## GIVEN INSTRUCTION:
Give every line of the material again, exactly as written.

## DATASET RECORDS:

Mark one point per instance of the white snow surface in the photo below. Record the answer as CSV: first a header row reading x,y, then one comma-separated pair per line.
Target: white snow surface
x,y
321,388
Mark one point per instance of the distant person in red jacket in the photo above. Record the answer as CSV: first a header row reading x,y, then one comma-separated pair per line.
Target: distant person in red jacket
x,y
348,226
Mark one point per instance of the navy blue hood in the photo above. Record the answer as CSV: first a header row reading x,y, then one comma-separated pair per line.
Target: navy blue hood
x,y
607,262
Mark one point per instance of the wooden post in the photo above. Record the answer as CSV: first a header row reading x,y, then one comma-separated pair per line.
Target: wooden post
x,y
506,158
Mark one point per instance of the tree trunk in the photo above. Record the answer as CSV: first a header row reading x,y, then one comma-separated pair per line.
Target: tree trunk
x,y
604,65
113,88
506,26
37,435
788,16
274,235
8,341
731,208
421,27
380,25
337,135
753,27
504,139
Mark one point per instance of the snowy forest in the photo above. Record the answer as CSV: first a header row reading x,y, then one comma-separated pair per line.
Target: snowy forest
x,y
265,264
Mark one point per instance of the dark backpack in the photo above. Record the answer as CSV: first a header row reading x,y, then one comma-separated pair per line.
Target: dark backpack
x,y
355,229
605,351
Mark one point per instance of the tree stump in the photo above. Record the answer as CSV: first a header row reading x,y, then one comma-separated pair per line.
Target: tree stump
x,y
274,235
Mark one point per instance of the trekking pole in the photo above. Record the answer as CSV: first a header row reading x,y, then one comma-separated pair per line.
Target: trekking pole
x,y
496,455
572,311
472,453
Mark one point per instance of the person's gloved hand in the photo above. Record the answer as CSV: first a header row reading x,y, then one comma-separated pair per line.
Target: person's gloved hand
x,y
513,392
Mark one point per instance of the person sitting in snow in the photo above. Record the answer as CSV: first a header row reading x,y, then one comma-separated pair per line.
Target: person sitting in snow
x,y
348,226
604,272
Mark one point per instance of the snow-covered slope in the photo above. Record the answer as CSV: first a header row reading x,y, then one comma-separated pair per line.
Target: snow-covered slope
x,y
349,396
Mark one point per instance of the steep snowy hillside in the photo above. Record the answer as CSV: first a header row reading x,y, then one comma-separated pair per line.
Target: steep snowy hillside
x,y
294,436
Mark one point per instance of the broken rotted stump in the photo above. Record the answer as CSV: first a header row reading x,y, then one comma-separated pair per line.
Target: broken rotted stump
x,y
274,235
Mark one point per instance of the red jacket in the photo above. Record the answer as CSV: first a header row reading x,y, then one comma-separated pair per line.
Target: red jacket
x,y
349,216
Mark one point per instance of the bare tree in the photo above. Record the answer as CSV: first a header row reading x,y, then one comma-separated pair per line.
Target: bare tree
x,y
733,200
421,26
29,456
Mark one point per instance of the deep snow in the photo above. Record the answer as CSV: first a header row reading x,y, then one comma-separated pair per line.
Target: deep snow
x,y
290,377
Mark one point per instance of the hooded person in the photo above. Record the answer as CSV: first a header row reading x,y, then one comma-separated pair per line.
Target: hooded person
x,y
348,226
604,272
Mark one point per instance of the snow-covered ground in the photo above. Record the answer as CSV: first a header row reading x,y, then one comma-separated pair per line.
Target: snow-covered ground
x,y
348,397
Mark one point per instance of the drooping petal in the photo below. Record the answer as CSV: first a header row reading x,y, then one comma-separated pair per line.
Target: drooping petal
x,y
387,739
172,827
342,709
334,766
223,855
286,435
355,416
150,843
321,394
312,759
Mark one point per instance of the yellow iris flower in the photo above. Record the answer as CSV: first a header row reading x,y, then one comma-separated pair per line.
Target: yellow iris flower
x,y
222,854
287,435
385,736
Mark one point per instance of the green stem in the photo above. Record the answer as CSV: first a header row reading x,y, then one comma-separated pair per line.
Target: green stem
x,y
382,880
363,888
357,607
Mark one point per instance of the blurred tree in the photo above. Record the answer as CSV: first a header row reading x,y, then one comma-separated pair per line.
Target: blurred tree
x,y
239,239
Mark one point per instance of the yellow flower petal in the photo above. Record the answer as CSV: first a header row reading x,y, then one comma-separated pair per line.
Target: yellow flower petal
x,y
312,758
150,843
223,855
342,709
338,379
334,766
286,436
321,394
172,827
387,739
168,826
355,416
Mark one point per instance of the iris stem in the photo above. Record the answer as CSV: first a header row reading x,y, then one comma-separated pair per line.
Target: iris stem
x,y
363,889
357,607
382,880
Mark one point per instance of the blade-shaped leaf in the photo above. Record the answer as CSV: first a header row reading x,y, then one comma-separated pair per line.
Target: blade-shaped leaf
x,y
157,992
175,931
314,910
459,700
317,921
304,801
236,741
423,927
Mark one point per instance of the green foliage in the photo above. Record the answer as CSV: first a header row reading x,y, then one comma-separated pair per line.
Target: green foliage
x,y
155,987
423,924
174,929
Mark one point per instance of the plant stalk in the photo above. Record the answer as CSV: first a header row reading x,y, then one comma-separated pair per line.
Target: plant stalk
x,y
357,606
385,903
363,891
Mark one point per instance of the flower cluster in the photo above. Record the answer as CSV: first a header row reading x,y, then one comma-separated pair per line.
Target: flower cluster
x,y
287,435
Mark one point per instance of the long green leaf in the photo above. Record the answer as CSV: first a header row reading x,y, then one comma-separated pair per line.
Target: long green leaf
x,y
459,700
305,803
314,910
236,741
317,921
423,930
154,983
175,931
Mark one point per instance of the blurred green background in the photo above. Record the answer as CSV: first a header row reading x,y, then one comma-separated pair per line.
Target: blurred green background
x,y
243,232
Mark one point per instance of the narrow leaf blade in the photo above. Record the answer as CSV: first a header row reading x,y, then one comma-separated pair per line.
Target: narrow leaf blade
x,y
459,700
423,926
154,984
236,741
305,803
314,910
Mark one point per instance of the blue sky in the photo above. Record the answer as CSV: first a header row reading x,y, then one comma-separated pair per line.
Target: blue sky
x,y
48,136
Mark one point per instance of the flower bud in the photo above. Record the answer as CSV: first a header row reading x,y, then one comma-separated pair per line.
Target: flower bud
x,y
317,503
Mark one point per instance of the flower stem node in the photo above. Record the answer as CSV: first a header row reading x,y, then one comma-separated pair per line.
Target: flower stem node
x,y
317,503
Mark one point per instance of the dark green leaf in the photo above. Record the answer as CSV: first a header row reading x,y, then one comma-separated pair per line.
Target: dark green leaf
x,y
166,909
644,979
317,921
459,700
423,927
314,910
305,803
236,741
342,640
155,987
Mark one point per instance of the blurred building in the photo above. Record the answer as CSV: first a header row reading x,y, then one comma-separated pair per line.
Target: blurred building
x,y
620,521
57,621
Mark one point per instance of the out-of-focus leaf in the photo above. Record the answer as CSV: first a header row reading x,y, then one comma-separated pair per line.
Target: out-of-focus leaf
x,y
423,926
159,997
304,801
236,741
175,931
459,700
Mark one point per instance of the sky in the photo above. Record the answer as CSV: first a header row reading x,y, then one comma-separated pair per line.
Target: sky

## WRITTEN SOLUTION:
Mark one point per instance of the white snow surface in the photo below. Record the answer as CSV: first a header row reading x,y, then one comma-separated pair per line.
Target: white snow surface
x,y
321,388
Mark one point per instance of the distant person in red jacket in the photo above. Record the answer as CSV: first a header row reading x,y, then one comma-separated pair per line.
Target: distant person in red jacket
x,y
348,226
Mark one point per instance of the navy blue hood in the photo above. Record the answer as CSV: first a header row reading x,y, then one comma-separated pair per line.
Target: navy blue hood
x,y
607,262
Mark one point per instance of the wooden post in the photo above. Record the answer as CSV: first a header row reading x,y, then one comma-separated pair per line.
Target: wooden post
x,y
506,158
Mark one point per instance of the tree trunk in the photo above. Record the answer as CSV: first a header row reading x,y, then one comma-separated pair per line.
Target: tree trunk
x,y
604,65
113,88
506,26
37,435
788,16
274,235
8,341
731,208
421,27
380,25
337,135
753,27
504,139
Mark one point per instance of the snowy forest in the photo above. Record the answer as CSV: first a header row reading x,y, then one comma-separated pair per line.
Target: snowy forest
x,y
265,264
Mark one point per instance of the dark backpack in the photo above. Record the answer as CSV: first a header row reading x,y, then one comma-separated pair per line.
Target: dark backpack
x,y
355,229
605,351
Mark one point per instance of the tree stump in the photo above. Record the answer as CSV: first a header row reading x,y, then one comma-separated pair per line.
Target: tree stump
x,y
274,235
Mark one point per instance of the trekking pole in the photo above. Record the answer as CSV: first a header row reading x,y, then one comma-separated pair per line.
Target: trekking pole
x,y
496,455
572,311
472,453
Mark one point per instance of the person's gloved hand in the photo above. Record the answer as CSV: first a header row reading x,y, then one comma-separated pair per line.
Target: person's gloved hand
x,y
513,392
Mark one point per instance of the person sitting in snow in the photo above. Record the answer as CSV: first a header row reading x,y, then one comma-separated pair per line.
Target: person sitting in snow
x,y
348,226
604,272
Mark one point per instance of the snow-covered slope in the photo above. Record the answer as CSV: first a header row reading x,y, then one comma-separated pair per line.
Target: snow-covered slope
x,y
349,396
Mark one point per instance of the steep snowy hillside in the photo above. Record the answer as CSV: first a header row reading x,y, then one comma-separated pair per line.
Target: steep snowy hillside
x,y
294,436
Mark one point per instance of the broken rotted stump in the photo above. Record the answer as CSV: first a header row reading x,y, then one comma-separated pair per line.
Target: broken rotted stump
x,y
274,235
Mark one point per instance of the red jacket in the photo above. Record the answer as CSV: first a header row reading x,y, then one comma-separated pair per line.
Target: red jacket
x,y
349,216
Mark one point per instance of the bare tree in the photo above. Record the answer as CSV: first a header row reading x,y, then one comma-separated pair per line.
Target: bare tree
x,y
733,200
421,26
29,456
Mark one point per instance of the deep snow in the photo above. Record the answer as CSV: first a header row reading x,y, then one comma-separated pair per line.
Target: deep snow
x,y
290,377
Mark one point per instance of the hooded person in the photo above. Record the answer as CSV: first a header row reading x,y, then one comma-separated pair per line.
Target: hooded person
x,y
348,226
604,272
Mark one point per instance of the snow-covered ground in the photo above. Record the answer as CSV: first a header row reading x,y, then one comma-separated pair per line.
Target: snow-covered ground
x,y
348,397
Mark one point per instance of the drooping petal in the photo below. Record the answer as CSV: first a header row reading x,y, then one comma-separated pair per line.
Target: drooping petal
x,y
387,739
172,827
342,709
334,766
223,855
286,435
355,416
150,843
321,394
312,759
Mark one point per instance of the yellow iris flower in the photo above. Record the answer as CSV: first a header row reading x,y, then one comma-separated pair per line.
Target: yellow iris flower
x,y
222,854
287,435
385,736
Mark one point per instance of the green stem in the photo above. Record the answer as CSV: first a header row reading x,y, then one comma-separated pair per line.
Target: green stem
x,y
382,880
363,888
357,607
Mark one point per instance of the blurred tree in the photo above. Record the answer as CSV: first a header row reading x,y, then one comma-separated pair per line.
Target: blurred tree
x,y
239,239
Mark one point per instance of the yellow flower petal in the photo above. Record the answer as CSV: first a header row reading x,y, then one comma-separated pair per line.
Target: yellow flower petal
x,y
312,758
150,843
223,855
342,709
338,379
334,766
286,436
321,394
172,827
387,739
168,826
355,416
Mark one point per instance of the iris stem in the photo above. Record the answer as CSV: first a header row reading x,y, then one comma-separated pair per line.
Target: iris stem
x,y
363,889
357,607
382,880
Mark one point per instance of the blade-shaped leaf in the photo above. Record the answer as CSV: first a header row reading x,y, then one comma-separated pair per line.
Target: blade-shaped leaf
x,y
157,992
175,931
314,910
459,700
317,921
304,801
236,741
423,927
Mark one point per instance of the green foliage in the photo above. Record the answer as CSV: first a header row reading x,y, then one comma-separated pair per line.
Target: green foliage
x,y
155,987
423,924
174,929
Mark one point per instance of the plant stalk in the photo above. Record the answer as CSV: first a header row reading x,y, then one comma-separated pair per line.
Target: plant stalk
x,y
357,606
385,903
363,891
Mark one point per instance of the flower cluster in the photo above. Record the answer as CSV: first a header row reading x,y, then one comma-separated pair per line.
Target: flower cluster
x,y
287,435
Mark one point per instance of the long green leaf in the photo above. Record the answer as CSV: first a header row reading x,y, then one comma-separated pair per line.
Target: long green leaf
x,y
459,700
305,803
314,910
236,741
317,921
423,930
154,983
175,931
Mark one point per instance of the blurred green background in the photo above. Record the answer as CSV: first a header row reading x,y, then one comma-separated pair per line.
Target: blurred green background
x,y
243,232
Mark one point per instance of the narrow leaf blade in the photo above. Record the answer as CSV: first a header row reading x,y, then one comma-separated pair per line.
Target: narrow leaf blade
x,y
459,700
423,926
154,984
236,741
305,803
314,910
Mark one point per instance of the blue sky in the photo above. Record the answer as CSV: first a header row reading x,y, then one comma-separated pair per line.
Target: blue sky
x,y
48,136
Mark one point per instance of the flower bud in the photo above. Record the answer as CSV: first a header row reading x,y, then one comma-separated pair per line.
Target: flower bud
x,y
317,503
Mark one point per instance of the flower stem node in the photo above. Record the answer as CSV: first a header row reading x,y, then one comma-separated pair per line.
Target: flower stem node
x,y
317,503
Mark one point per instance of the dark green leaf in the photo above. Record the answer as CSV: first a header row reading x,y, then one comma-separated pair per line.
Target: dark green leaf
x,y
166,909
644,979
317,921
459,700
423,927
314,910
305,803
236,741
342,640
155,987
Mark one point per instance of the blurred building in the photo above. Record the answer as CSV: first a header row reading x,y, then one comma-separated pair per line.
Target: blurred building
x,y
620,521
57,621
Mark one point per instance of the out-of-focus leaf in the photo above. Record the answer as CSV: first a header row reading x,y, then one comma-separated pair per line.
Target: out-of-focus leaf
x,y
423,926
159,997
304,801
236,741
175,931
459,700
Mark one point per instance of the sky in the photo above. Record the answer as CSV: first a header row reading x,y, then one comma-separated pair per line.
Target: sky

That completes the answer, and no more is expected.